● Source material:
====

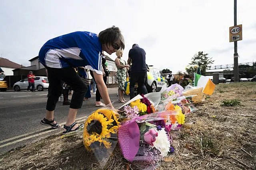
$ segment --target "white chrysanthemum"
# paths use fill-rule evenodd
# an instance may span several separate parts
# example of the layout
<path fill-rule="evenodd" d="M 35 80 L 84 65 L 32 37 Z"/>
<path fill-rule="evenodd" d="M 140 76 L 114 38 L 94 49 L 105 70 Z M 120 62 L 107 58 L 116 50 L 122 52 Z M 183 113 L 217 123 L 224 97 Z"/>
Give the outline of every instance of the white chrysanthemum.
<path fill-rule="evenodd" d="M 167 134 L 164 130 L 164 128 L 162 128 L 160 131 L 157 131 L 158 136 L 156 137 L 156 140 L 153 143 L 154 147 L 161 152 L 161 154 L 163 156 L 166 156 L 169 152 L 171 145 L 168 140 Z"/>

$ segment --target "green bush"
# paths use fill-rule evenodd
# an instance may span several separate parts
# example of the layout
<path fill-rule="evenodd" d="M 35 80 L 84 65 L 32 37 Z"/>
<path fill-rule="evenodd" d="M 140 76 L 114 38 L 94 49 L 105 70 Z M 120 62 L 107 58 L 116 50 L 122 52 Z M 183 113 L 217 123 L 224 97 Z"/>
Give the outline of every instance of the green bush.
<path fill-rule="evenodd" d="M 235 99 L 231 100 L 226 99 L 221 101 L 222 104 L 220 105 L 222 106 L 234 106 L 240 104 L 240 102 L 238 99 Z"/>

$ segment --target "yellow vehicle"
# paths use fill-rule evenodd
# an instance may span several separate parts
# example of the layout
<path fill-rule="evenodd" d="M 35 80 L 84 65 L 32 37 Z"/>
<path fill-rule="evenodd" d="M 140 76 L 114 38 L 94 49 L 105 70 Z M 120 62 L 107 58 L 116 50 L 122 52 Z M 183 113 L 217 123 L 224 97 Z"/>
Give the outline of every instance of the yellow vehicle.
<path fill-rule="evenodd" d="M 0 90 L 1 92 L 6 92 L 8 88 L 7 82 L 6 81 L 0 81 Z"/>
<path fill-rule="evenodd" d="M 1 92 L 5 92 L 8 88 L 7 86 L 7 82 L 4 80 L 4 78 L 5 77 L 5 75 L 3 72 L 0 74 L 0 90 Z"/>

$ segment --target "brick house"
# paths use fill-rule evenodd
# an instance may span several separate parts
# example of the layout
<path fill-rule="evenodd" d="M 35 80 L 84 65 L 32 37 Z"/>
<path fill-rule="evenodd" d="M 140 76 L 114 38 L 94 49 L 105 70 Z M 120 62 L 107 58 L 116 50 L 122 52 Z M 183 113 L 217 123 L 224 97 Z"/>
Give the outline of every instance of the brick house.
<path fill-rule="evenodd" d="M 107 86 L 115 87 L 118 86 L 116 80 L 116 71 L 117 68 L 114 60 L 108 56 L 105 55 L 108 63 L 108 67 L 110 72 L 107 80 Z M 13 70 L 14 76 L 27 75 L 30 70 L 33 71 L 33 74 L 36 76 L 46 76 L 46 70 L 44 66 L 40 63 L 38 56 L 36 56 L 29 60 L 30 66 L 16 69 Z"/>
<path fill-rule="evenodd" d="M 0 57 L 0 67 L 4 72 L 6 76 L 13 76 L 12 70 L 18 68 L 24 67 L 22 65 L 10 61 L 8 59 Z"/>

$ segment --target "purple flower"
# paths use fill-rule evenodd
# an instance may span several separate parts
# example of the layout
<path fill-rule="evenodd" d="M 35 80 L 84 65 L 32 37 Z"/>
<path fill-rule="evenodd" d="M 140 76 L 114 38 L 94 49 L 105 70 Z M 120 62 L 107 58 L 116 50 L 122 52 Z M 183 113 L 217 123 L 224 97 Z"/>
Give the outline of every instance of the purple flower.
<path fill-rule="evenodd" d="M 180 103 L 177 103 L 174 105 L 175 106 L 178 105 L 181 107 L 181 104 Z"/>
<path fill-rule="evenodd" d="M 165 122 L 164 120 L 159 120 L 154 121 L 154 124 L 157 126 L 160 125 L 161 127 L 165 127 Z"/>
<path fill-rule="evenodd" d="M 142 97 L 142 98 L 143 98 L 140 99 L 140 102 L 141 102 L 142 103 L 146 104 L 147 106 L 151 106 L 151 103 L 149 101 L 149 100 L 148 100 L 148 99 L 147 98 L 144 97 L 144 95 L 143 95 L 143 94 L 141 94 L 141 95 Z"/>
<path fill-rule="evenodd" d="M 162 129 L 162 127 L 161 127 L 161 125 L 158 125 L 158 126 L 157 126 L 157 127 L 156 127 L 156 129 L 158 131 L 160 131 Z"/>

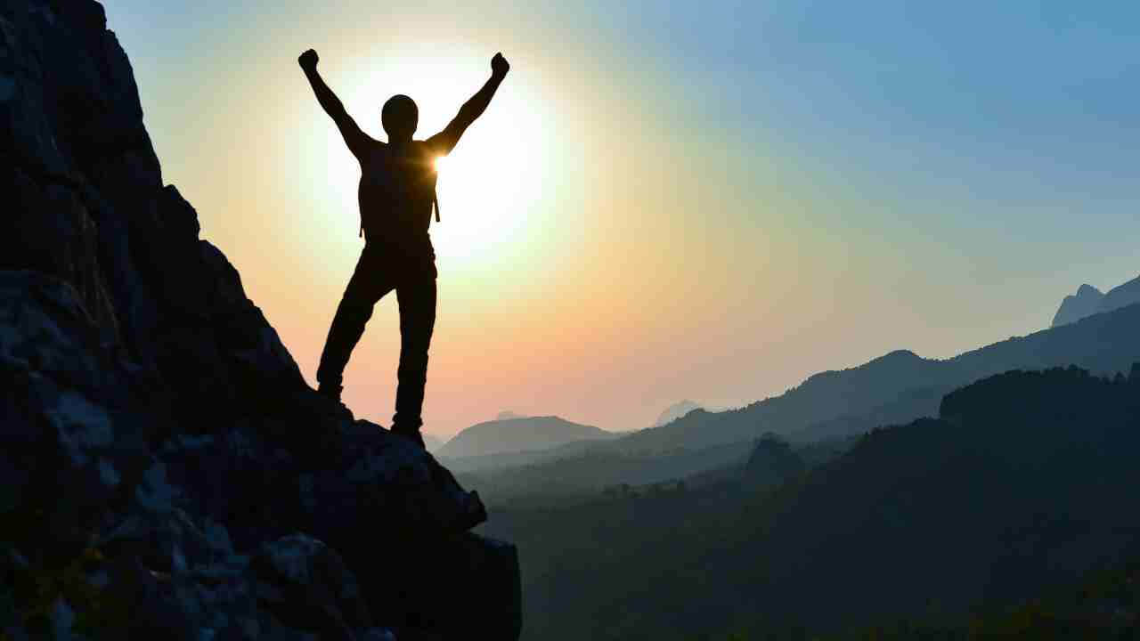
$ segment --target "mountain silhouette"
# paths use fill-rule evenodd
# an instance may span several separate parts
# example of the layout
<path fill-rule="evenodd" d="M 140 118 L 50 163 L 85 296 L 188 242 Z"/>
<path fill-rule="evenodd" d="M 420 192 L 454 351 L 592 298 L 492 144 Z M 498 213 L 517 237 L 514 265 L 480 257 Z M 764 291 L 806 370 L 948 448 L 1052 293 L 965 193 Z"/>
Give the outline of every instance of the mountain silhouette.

====

● Work to be completed:
Gather every line of the entries above that contains the word "purple", matching case exactly.

● Written reply:
$ segment --target "purple flower"
Give the outline of every instance of the purple flower.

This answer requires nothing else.